*** Study material ***

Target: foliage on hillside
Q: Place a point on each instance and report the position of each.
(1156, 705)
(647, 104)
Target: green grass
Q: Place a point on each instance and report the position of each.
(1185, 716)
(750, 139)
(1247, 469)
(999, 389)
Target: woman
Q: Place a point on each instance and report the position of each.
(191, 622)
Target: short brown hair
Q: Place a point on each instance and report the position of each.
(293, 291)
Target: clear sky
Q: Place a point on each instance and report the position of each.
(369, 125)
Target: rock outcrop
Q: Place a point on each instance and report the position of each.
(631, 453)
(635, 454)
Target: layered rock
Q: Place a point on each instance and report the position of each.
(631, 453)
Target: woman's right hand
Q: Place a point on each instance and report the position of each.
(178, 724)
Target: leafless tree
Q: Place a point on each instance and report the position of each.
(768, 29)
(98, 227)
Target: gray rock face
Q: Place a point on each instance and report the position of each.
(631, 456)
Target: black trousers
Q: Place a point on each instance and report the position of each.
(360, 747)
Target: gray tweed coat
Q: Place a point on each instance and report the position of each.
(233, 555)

*** End of Study material ***
*** Study material ***

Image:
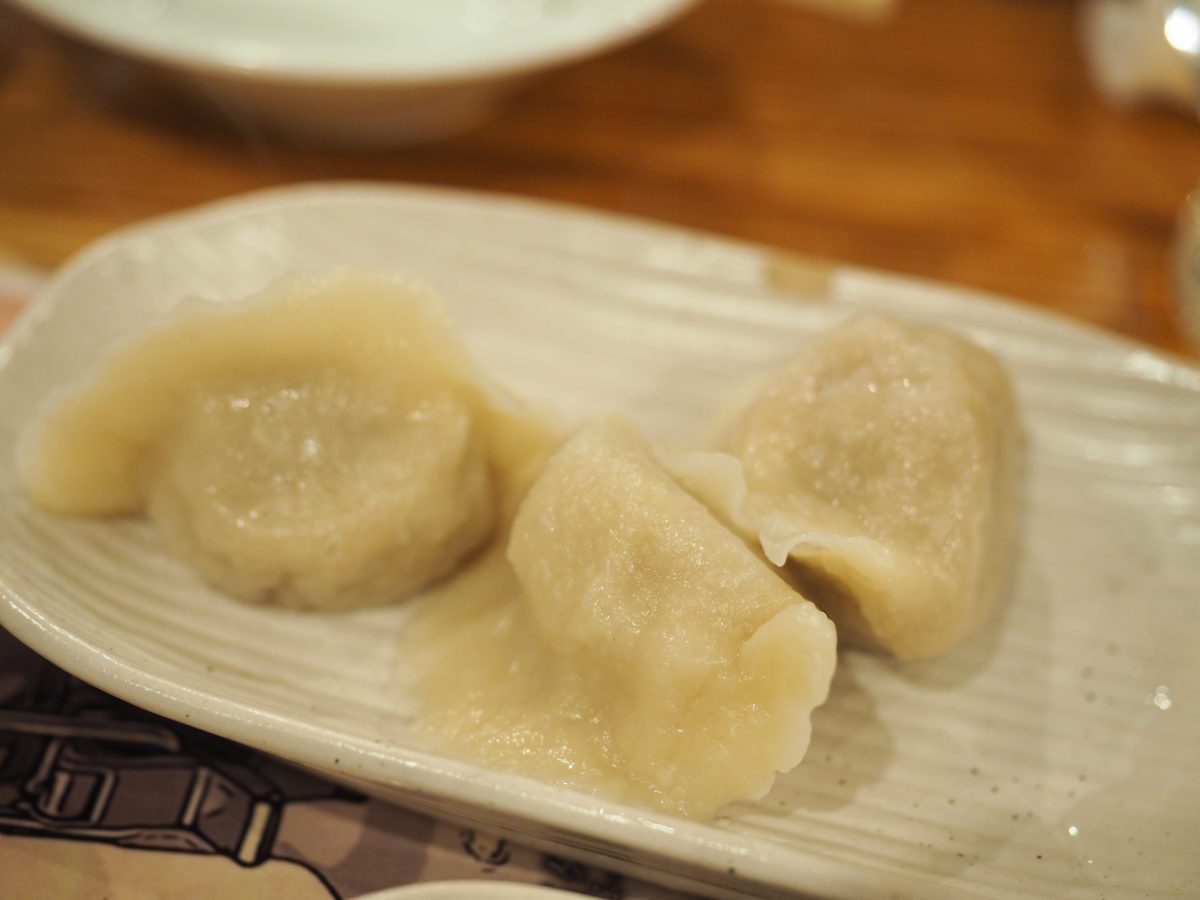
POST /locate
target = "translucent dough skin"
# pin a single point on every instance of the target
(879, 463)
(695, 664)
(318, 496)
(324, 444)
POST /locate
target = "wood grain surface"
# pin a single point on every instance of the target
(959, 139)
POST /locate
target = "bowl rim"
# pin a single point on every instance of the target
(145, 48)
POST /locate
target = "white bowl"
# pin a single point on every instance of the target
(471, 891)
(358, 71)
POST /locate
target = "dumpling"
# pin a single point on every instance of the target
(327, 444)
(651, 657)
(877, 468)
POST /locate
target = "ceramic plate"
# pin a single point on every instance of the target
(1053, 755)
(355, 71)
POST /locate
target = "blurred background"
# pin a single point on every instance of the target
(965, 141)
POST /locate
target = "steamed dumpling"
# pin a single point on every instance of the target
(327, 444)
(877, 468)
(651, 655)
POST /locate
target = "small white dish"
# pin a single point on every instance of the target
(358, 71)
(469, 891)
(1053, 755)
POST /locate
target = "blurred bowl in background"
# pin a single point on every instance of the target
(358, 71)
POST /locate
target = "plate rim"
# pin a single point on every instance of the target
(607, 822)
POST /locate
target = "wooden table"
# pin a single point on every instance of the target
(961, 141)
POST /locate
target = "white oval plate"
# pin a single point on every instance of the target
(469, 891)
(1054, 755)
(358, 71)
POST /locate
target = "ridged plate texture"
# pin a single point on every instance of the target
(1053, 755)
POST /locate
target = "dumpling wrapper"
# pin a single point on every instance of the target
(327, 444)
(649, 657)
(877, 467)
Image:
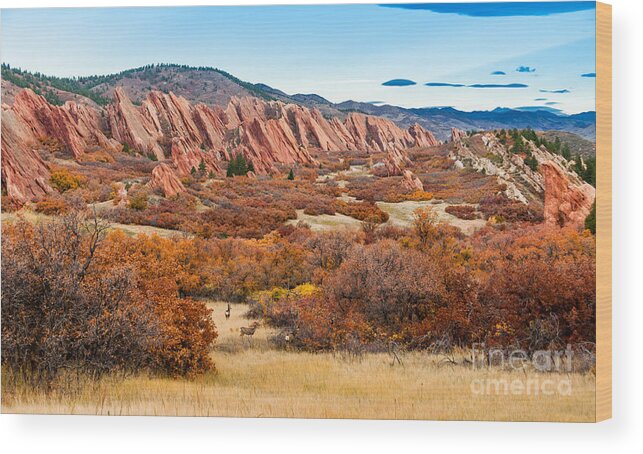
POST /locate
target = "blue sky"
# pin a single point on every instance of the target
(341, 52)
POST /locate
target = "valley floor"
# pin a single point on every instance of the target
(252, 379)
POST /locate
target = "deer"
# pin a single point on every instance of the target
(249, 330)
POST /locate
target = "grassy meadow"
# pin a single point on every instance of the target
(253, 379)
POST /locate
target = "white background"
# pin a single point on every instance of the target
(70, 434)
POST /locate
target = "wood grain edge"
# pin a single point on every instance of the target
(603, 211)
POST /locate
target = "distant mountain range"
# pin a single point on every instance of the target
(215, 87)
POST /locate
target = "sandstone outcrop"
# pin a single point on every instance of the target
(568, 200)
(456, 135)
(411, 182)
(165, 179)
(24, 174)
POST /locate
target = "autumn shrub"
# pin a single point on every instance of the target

*** End of Study material ***
*** Study material ***

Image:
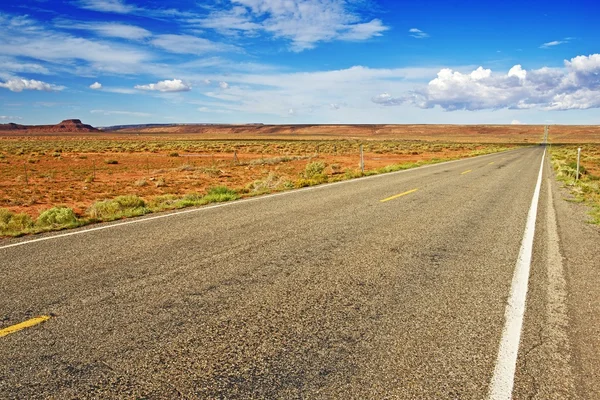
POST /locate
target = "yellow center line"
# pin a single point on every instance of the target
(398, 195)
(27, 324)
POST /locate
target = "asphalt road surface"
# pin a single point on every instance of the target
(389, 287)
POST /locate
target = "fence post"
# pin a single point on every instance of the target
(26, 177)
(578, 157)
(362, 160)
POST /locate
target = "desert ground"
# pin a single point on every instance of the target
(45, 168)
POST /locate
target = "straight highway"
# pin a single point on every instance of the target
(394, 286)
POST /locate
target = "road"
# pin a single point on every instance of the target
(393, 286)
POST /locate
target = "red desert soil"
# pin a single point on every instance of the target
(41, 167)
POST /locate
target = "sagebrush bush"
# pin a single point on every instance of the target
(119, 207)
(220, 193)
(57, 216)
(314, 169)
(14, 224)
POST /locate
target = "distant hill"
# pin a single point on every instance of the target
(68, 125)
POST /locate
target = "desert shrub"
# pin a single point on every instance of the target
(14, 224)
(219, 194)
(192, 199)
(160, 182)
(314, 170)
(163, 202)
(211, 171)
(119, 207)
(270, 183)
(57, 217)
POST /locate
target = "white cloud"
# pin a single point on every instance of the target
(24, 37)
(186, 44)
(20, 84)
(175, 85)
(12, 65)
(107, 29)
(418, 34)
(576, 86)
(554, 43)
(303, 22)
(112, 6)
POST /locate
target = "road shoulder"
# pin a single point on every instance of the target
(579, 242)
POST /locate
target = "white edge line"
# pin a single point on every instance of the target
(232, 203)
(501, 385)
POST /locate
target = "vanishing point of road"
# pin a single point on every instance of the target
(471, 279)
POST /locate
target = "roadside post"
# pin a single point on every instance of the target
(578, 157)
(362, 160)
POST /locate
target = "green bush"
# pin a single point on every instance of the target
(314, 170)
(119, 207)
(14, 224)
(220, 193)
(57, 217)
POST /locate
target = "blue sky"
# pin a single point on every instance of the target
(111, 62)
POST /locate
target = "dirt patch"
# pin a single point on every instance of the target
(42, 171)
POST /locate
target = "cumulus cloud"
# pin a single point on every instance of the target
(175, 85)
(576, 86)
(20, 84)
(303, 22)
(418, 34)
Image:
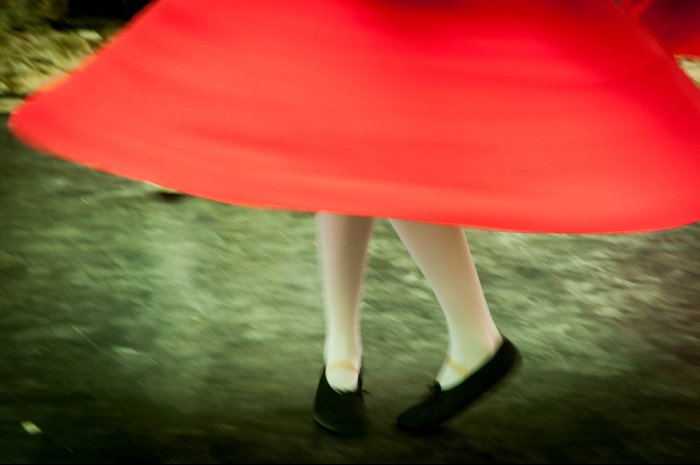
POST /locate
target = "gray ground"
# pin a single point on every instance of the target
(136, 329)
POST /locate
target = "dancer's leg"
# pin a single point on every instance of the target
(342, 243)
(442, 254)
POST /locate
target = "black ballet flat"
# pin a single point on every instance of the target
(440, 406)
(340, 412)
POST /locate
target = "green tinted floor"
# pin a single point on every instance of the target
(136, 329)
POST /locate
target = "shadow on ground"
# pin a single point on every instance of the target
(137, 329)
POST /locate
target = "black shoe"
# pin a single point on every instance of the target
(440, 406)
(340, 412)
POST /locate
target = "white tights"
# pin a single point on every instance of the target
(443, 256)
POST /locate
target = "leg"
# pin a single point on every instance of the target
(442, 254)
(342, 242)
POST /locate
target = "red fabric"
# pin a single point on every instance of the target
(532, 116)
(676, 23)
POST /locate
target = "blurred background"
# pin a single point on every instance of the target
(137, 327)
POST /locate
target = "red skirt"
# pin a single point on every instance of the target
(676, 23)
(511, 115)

*** End of Study material ***

Exercise prompt - Copy out every line in the entries above that holds "outcrop".

The completed task -
Target: rock outcrop
target = "sandstone outcrop"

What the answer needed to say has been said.